**The exercise**
Copy every one of the entries below word for word, leaving out nothing and changing nothing.

BEGIN Information shown

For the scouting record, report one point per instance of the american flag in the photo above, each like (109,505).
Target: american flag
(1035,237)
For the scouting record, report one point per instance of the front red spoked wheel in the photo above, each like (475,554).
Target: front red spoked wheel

END Information shown

**Finished exercise**
For the scouting record, report one point per instance of the american flag in the photo above, each like (109,505).
Target: american flag
(1035,237)
For the scouting record, report one point per instance of the front red spoked wheel in the photo above, each like (475,554).
Target: front red spoked wheel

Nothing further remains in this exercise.